• _EXTRACTED RECORDS_
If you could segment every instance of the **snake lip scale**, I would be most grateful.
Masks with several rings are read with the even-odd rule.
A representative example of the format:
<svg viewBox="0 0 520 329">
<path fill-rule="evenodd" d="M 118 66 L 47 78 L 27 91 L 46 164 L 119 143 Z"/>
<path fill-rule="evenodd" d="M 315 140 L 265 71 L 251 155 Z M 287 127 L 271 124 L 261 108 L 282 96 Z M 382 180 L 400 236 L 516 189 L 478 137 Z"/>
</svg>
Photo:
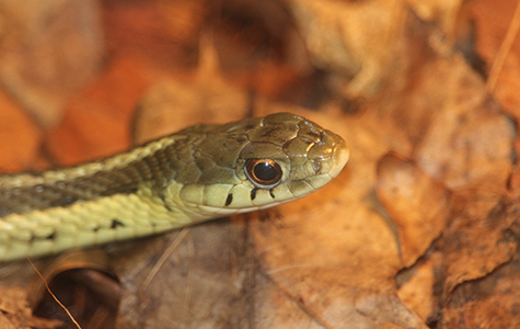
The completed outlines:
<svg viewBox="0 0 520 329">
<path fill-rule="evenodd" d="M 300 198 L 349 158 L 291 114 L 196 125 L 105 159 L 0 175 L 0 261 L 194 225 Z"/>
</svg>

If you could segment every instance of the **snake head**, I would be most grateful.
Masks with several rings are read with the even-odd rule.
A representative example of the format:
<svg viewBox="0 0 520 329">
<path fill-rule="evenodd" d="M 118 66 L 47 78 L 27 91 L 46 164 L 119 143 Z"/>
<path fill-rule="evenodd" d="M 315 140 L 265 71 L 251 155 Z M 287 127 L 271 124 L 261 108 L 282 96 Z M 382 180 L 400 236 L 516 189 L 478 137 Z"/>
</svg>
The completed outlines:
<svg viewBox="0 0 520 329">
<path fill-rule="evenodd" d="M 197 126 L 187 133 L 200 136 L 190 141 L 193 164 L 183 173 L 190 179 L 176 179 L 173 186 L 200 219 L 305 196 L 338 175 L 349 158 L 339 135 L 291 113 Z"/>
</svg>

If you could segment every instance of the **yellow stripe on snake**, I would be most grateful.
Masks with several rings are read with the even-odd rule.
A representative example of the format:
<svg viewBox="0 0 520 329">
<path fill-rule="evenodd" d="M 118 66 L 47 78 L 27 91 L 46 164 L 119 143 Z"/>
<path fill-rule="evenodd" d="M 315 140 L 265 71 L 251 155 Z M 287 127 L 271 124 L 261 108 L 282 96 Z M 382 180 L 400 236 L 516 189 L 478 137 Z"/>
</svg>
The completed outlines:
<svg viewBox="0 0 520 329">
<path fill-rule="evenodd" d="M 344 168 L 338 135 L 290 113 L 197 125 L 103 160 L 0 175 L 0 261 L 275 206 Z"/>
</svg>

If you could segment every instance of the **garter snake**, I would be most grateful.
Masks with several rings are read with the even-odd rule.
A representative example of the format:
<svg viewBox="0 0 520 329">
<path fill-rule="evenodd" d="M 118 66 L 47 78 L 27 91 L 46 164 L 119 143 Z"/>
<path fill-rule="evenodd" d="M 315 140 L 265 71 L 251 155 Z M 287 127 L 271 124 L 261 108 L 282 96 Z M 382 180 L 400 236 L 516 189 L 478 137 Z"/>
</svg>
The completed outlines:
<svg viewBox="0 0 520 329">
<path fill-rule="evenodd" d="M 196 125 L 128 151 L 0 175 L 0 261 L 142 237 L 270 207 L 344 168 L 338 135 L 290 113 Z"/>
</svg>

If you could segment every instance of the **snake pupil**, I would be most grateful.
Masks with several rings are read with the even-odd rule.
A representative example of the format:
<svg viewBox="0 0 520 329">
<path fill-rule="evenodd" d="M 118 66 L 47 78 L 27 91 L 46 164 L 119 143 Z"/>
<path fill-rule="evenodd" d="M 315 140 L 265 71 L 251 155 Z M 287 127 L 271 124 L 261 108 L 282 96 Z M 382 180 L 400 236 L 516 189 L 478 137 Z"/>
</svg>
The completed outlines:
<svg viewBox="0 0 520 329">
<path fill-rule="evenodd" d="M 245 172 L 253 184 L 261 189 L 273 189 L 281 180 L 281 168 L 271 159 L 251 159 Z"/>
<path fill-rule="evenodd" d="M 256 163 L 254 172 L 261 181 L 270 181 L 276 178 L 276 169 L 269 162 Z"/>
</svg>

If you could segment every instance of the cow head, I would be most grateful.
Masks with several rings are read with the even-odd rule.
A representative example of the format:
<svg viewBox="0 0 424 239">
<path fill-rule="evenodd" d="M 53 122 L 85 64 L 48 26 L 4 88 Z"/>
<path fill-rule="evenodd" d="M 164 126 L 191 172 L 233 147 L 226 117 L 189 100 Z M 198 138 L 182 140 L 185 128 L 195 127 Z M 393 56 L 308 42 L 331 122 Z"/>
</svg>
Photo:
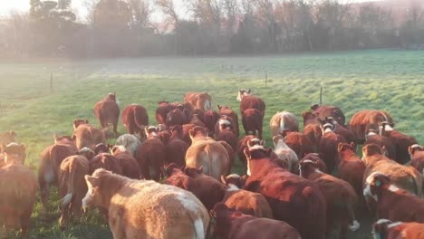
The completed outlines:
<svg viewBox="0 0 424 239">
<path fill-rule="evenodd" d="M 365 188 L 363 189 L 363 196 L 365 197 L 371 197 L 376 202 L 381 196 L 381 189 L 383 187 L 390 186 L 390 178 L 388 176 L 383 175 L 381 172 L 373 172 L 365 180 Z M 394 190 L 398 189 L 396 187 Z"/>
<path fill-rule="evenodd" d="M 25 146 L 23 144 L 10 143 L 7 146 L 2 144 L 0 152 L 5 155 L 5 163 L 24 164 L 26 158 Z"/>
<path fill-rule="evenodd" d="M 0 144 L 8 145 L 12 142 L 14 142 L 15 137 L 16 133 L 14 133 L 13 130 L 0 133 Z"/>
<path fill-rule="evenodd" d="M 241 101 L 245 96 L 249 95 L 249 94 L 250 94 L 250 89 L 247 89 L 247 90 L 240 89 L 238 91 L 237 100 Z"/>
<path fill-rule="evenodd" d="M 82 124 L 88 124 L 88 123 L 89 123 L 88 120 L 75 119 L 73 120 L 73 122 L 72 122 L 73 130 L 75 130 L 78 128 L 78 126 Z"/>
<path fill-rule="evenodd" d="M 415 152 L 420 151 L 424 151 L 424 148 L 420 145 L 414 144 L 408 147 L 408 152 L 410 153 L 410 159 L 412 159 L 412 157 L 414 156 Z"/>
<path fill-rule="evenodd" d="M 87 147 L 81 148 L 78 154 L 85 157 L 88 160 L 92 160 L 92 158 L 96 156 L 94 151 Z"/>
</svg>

...

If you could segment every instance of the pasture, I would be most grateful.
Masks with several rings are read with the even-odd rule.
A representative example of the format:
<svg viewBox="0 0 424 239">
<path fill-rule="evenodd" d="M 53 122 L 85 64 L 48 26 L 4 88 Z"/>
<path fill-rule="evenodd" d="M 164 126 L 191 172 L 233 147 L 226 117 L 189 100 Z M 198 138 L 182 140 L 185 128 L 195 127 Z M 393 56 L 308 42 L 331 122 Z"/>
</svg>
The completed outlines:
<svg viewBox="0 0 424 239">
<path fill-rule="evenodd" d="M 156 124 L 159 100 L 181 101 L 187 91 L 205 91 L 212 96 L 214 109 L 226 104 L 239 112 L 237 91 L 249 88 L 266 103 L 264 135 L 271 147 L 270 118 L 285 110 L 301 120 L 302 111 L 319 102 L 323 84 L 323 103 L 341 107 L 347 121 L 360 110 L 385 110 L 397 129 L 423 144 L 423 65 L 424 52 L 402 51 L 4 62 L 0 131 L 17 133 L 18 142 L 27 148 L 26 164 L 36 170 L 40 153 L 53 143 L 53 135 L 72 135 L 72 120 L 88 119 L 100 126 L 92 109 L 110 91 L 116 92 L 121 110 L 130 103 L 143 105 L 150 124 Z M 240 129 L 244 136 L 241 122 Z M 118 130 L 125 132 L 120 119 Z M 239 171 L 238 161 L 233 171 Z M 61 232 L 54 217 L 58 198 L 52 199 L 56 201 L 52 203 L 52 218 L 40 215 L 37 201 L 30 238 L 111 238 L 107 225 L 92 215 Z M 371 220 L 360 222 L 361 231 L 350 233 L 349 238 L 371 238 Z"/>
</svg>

• _TASK DESCRIPTION_
Report how many lines of the rows above contain the word "most", taking case into account, and give only the number.

• _COMPLETED EXERCISE_
7